** Opening Given entries block **

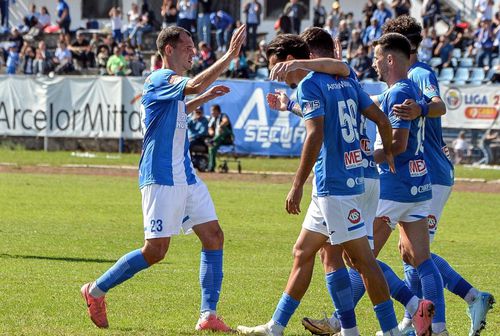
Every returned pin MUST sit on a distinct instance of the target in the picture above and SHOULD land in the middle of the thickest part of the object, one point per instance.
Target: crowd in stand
(120, 51)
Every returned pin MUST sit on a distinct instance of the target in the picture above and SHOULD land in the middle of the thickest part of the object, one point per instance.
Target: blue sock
(210, 279)
(432, 287)
(399, 291)
(358, 287)
(285, 309)
(339, 287)
(451, 279)
(122, 270)
(412, 282)
(386, 315)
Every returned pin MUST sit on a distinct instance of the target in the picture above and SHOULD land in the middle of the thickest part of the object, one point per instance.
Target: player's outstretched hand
(409, 110)
(237, 40)
(279, 70)
(293, 201)
(217, 91)
(278, 101)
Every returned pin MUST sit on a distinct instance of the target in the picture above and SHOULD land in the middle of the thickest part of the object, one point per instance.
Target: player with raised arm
(440, 170)
(330, 107)
(173, 197)
(319, 43)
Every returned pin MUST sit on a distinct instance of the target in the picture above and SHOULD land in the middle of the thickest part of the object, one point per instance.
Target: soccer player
(405, 196)
(173, 197)
(440, 169)
(320, 44)
(329, 106)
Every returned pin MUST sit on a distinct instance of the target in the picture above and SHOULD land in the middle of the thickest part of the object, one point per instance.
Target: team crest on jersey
(354, 216)
(311, 106)
(353, 159)
(432, 221)
(417, 168)
(366, 146)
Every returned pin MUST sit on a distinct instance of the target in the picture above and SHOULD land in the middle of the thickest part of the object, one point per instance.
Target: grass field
(263, 164)
(59, 231)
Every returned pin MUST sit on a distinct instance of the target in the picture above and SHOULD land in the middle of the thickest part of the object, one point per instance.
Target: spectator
(197, 128)
(186, 14)
(253, 11)
(12, 60)
(204, 27)
(221, 132)
(330, 26)
(354, 42)
(362, 64)
(431, 12)
(62, 59)
(168, 13)
(382, 14)
(63, 17)
(461, 148)
(444, 50)
(401, 7)
(28, 58)
(319, 18)
(116, 65)
(81, 51)
(223, 23)
(44, 19)
(296, 10)
(115, 14)
(484, 9)
(372, 32)
(484, 44)
(238, 68)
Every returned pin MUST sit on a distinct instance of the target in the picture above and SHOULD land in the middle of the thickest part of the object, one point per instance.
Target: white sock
(472, 294)
(349, 332)
(438, 327)
(95, 291)
(412, 306)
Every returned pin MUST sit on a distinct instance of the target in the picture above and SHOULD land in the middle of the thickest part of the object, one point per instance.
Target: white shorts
(393, 212)
(440, 195)
(369, 202)
(336, 217)
(168, 209)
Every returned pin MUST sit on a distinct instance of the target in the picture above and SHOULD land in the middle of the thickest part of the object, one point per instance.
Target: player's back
(165, 152)
(436, 152)
(411, 182)
(339, 168)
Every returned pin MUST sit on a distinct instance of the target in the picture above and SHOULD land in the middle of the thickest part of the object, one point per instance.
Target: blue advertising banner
(258, 130)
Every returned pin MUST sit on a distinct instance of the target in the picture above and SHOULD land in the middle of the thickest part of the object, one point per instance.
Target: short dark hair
(169, 35)
(318, 41)
(287, 44)
(405, 25)
(394, 42)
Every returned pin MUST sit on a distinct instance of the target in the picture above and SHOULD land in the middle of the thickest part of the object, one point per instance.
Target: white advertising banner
(471, 106)
(87, 107)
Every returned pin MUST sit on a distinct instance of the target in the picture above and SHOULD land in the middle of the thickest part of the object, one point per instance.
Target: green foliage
(58, 232)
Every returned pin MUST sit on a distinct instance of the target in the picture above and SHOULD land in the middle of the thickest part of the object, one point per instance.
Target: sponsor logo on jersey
(432, 222)
(354, 216)
(366, 146)
(311, 106)
(417, 168)
(353, 159)
(420, 189)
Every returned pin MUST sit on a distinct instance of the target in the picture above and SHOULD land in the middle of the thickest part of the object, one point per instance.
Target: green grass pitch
(59, 231)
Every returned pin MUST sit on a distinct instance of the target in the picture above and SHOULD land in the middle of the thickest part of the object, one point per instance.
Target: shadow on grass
(70, 259)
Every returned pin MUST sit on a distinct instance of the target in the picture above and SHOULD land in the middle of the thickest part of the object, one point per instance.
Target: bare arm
(207, 77)
(205, 97)
(310, 152)
(325, 65)
(399, 143)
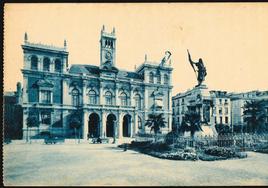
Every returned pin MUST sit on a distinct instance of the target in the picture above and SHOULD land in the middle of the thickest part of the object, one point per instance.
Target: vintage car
(54, 139)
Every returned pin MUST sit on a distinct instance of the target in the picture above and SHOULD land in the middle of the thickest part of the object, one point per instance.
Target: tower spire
(65, 43)
(25, 37)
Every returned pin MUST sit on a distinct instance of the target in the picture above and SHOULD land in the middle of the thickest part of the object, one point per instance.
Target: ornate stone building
(108, 101)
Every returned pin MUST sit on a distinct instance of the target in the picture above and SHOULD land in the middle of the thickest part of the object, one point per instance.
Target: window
(166, 79)
(139, 123)
(214, 110)
(159, 78)
(34, 63)
(92, 97)
(46, 64)
(45, 118)
(123, 98)
(151, 77)
(138, 101)
(226, 110)
(108, 98)
(45, 97)
(220, 110)
(75, 97)
(57, 65)
(226, 120)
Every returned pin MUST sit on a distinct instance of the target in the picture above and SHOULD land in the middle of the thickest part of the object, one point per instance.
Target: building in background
(214, 107)
(108, 101)
(238, 100)
(12, 114)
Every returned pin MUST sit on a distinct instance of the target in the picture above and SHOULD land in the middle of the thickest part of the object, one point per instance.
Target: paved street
(105, 164)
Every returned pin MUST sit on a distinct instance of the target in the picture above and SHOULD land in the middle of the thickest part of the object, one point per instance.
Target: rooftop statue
(166, 58)
(201, 69)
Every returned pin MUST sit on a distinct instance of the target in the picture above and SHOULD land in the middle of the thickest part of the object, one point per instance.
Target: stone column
(65, 92)
(84, 94)
(52, 67)
(101, 94)
(169, 110)
(25, 116)
(25, 89)
(120, 125)
(85, 124)
(103, 125)
(64, 121)
(131, 97)
(64, 65)
(116, 95)
(146, 97)
(40, 64)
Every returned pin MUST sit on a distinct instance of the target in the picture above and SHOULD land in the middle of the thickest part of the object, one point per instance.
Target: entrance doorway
(127, 126)
(110, 125)
(94, 125)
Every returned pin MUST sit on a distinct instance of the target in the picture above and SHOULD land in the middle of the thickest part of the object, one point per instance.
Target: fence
(237, 141)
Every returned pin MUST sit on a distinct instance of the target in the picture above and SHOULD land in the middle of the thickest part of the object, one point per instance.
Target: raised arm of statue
(189, 57)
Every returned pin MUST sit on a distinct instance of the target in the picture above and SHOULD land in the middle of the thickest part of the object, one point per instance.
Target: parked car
(54, 139)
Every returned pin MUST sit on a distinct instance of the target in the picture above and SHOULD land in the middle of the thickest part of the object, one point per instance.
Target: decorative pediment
(157, 93)
(45, 83)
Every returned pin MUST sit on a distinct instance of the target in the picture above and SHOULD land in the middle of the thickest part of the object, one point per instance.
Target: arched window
(34, 63)
(139, 123)
(92, 97)
(75, 97)
(123, 98)
(151, 77)
(159, 78)
(46, 64)
(137, 101)
(166, 79)
(108, 98)
(58, 65)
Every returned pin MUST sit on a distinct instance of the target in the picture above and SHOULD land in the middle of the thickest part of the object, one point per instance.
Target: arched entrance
(94, 125)
(127, 126)
(110, 125)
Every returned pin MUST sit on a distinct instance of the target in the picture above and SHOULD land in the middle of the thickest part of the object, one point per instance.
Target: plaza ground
(106, 164)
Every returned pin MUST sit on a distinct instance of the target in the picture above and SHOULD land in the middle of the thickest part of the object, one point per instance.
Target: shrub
(220, 151)
(171, 137)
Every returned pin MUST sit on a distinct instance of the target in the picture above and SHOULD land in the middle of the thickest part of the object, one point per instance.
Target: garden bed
(172, 152)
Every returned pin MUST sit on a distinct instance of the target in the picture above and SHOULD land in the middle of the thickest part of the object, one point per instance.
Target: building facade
(12, 114)
(108, 101)
(238, 100)
(213, 106)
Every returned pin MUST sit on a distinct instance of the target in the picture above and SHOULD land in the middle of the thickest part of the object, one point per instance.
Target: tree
(155, 122)
(254, 116)
(191, 122)
(32, 121)
(75, 123)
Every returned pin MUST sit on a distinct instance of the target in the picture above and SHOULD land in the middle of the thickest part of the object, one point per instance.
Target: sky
(232, 39)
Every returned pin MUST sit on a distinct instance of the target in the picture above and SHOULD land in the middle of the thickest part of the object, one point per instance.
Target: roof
(95, 70)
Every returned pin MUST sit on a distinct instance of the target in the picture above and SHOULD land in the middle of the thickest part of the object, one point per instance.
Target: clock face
(108, 55)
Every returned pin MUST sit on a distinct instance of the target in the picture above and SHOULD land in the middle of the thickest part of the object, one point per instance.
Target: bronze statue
(202, 72)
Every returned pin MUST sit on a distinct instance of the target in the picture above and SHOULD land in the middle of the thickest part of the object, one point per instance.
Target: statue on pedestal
(201, 69)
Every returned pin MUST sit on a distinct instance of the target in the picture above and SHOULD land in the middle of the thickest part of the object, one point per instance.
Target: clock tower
(107, 49)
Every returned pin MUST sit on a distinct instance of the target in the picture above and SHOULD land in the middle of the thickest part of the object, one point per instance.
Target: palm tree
(254, 115)
(32, 121)
(155, 122)
(191, 122)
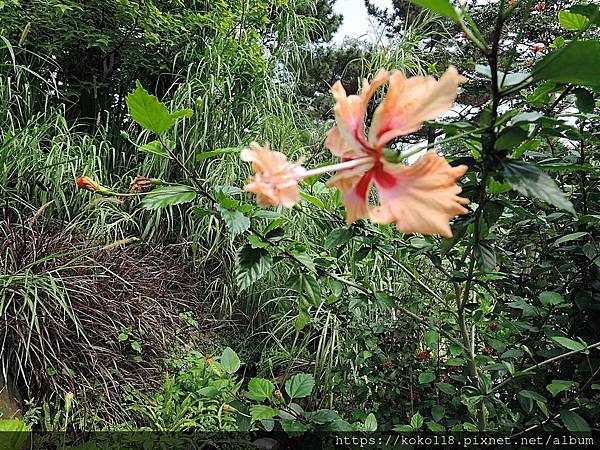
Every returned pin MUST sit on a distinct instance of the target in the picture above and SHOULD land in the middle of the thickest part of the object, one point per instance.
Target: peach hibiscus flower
(421, 198)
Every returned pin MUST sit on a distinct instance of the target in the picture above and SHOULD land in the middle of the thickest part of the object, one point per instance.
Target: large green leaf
(300, 385)
(168, 196)
(442, 7)
(252, 264)
(577, 63)
(260, 389)
(529, 180)
(235, 221)
(150, 113)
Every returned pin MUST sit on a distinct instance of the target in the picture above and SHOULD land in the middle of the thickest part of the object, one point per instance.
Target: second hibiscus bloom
(421, 198)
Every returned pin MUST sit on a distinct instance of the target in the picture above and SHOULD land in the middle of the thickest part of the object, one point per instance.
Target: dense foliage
(338, 327)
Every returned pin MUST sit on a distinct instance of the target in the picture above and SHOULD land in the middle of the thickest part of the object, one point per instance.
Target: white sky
(356, 22)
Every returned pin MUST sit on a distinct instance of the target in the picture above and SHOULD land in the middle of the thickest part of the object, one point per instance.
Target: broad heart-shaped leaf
(155, 148)
(568, 343)
(529, 180)
(168, 196)
(260, 389)
(578, 63)
(230, 360)
(262, 412)
(574, 422)
(308, 288)
(442, 7)
(558, 386)
(235, 221)
(150, 113)
(13, 434)
(300, 385)
(252, 264)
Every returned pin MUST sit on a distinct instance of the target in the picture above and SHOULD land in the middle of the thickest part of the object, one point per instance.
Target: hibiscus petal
(350, 110)
(409, 102)
(424, 197)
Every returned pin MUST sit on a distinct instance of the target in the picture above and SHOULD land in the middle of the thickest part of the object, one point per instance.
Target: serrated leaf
(338, 237)
(551, 298)
(300, 385)
(230, 360)
(441, 7)
(235, 221)
(568, 343)
(252, 265)
(167, 196)
(569, 237)
(262, 412)
(574, 422)
(558, 386)
(529, 180)
(260, 389)
(155, 148)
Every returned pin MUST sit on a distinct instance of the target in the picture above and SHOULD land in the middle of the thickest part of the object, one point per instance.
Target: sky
(356, 22)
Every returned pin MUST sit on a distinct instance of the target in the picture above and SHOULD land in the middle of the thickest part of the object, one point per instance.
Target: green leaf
(485, 256)
(578, 63)
(572, 21)
(438, 412)
(370, 423)
(442, 7)
(431, 338)
(551, 298)
(511, 138)
(568, 343)
(532, 395)
(338, 237)
(300, 385)
(230, 360)
(262, 412)
(416, 421)
(218, 152)
(574, 422)
(569, 237)
(324, 416)
(167, 196)
(435, 427)
(13, 434)
(155, 148)
(426, 377)
(308, 288)
(446, 388)
(150, 113)
(529, 180)
(235, 221)
(584, 100)
(558, 386)
(260, 389)
(252, 265)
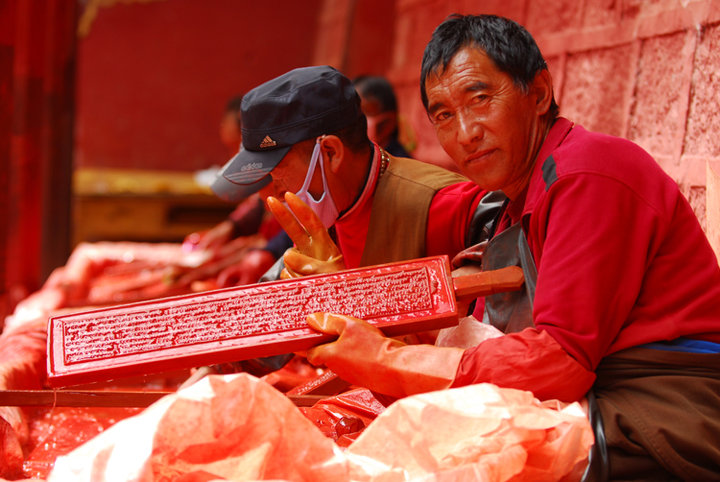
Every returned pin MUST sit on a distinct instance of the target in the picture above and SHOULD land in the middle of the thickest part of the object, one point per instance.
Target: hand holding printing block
(363, 356)
(314, 251)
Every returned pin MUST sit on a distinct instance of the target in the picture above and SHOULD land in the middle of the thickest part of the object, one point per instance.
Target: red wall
(647, 71)
(153, 77)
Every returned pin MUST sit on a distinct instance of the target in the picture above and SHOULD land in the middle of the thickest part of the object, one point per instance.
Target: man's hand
(363, 356)
(314, 251)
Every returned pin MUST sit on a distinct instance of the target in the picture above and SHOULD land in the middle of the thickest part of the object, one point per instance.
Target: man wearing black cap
(382, 208)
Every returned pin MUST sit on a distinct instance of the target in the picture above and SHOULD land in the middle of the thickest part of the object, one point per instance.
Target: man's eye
(441, 116)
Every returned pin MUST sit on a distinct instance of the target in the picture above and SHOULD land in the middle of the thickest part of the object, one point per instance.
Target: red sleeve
(449, 217)
(529, 360)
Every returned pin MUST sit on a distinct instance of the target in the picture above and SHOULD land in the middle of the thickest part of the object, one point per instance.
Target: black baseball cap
(299, 105)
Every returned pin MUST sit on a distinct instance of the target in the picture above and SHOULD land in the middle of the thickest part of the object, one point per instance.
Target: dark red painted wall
(153, 77)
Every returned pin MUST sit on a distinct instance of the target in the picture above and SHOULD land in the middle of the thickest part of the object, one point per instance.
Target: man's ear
(541, 88)
(334, 151)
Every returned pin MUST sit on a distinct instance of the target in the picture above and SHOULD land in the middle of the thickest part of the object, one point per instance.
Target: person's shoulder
(413, 170)
(584, 151)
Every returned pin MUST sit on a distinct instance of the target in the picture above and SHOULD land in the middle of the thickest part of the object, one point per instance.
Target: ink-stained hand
(314, 251)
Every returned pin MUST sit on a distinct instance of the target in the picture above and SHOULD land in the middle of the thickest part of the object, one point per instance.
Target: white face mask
(325, 206)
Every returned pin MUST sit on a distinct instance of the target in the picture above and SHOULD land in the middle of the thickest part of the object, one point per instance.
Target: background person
(304, 132)
(379, 104)
(247, 219)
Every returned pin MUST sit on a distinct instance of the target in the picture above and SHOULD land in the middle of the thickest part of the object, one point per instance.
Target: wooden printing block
(245, 322)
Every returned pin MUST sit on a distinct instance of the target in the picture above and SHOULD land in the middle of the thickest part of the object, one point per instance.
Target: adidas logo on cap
(268, 142)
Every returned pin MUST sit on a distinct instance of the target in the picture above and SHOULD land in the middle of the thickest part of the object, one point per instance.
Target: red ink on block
(245, 322)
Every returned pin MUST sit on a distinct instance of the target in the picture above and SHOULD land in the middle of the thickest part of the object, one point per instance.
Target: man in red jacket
(623, 290)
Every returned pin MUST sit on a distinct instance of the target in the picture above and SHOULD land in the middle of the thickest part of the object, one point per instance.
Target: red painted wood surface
(245, 322)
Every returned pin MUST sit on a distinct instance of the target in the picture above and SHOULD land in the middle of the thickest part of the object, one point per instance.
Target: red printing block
(245, 322)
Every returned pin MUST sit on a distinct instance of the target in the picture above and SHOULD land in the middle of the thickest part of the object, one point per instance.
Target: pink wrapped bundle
(478, 432)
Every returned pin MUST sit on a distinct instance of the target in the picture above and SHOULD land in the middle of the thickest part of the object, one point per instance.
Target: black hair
(378, 88)
(507, 43)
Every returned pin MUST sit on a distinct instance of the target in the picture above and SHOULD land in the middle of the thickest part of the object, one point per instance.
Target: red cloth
(448, 219)
(621, 258)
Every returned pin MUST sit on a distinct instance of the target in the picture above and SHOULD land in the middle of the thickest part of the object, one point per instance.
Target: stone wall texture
(646, 70)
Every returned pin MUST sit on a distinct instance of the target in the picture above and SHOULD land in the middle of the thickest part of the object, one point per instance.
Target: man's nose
(469, 129)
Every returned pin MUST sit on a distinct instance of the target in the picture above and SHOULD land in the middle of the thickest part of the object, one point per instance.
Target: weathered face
(486, 123)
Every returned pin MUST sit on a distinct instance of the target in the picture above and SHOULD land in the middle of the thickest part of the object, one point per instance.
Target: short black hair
(378, 88)
(507, 43)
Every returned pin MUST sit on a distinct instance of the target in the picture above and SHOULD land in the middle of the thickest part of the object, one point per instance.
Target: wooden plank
(245, 322)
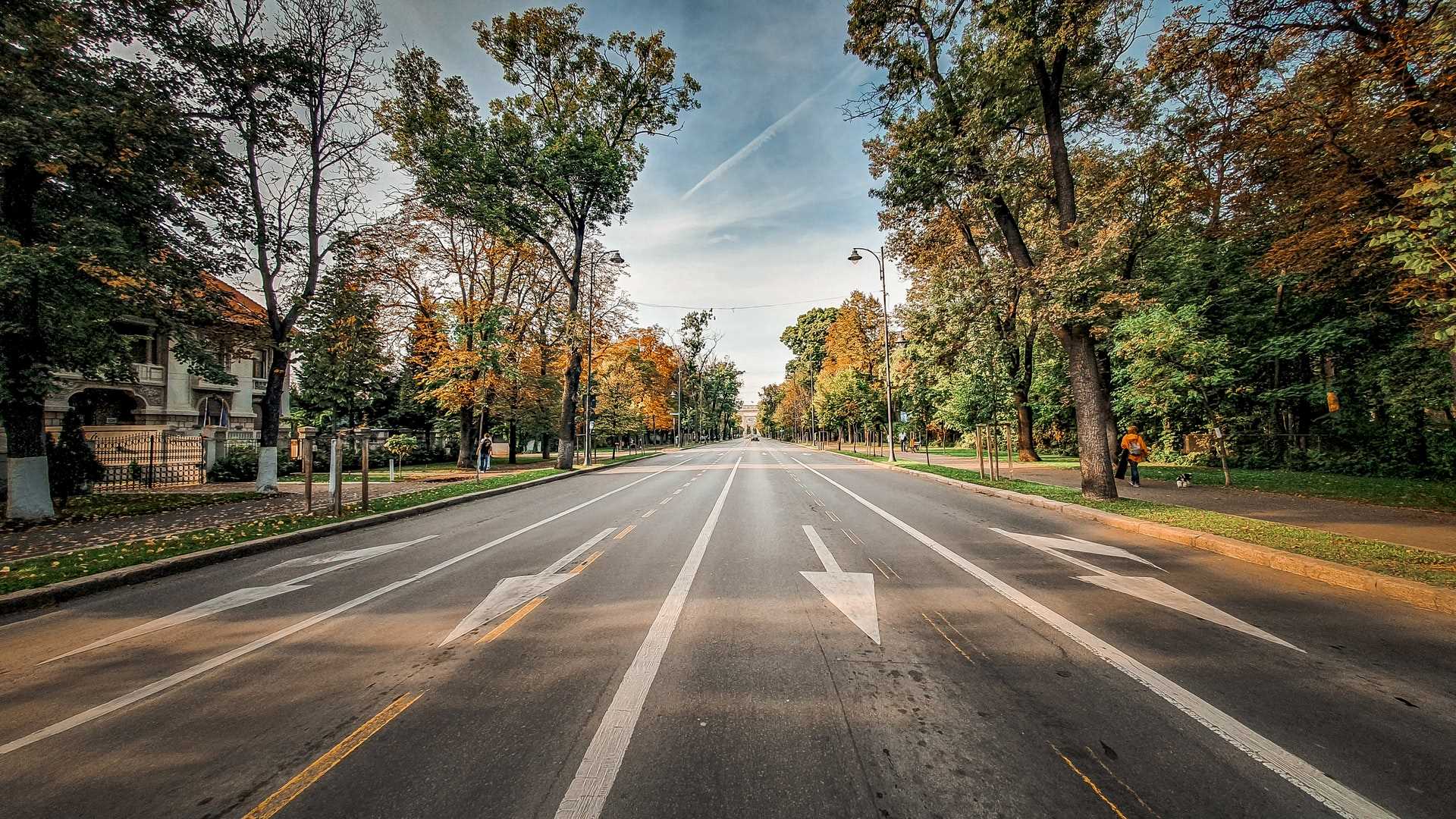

** Closing Given entries block **

Try it -> Please retype exactly the lines from the one containing "Target: red cloth" to the last line of the records above, both included, without any pictures.

Solved exercise ->
Target: red cloth
(448, 219)
(621, 258)
Every returned pin MUST sit on a distinct instance of the target in the picture above and SHOULD land in the middle of the thickest part of the object, one point per instance.
Target: stone wall texture
(646, 70)
Every returned pin MUST sit on a distinct instance of the target in the picture above and SHOULD land in the middle of the thickest part of the object, one point per instance.
Target: man's nose
(469, 129)
Every returned pin MUST sit on a distinct instance of the target in the picture above and SHOULD land in the middle of the thickest part of the object, one point per instance.
Target: weathered face
(486, 123)
Every returned pin MUST sit on a distinct instance of the target in the picture above and SHOULD land in the middle of the thickest part of the object, one point per instance.
Target: short black hair
(378, 88)
(507, 43)
Every returned pin MUST sit on a distinct instance of the target in the picture above and SHOULD land in the middle of the thickest part of the object, one point per instance.
Target: wooden plank
(245, 322)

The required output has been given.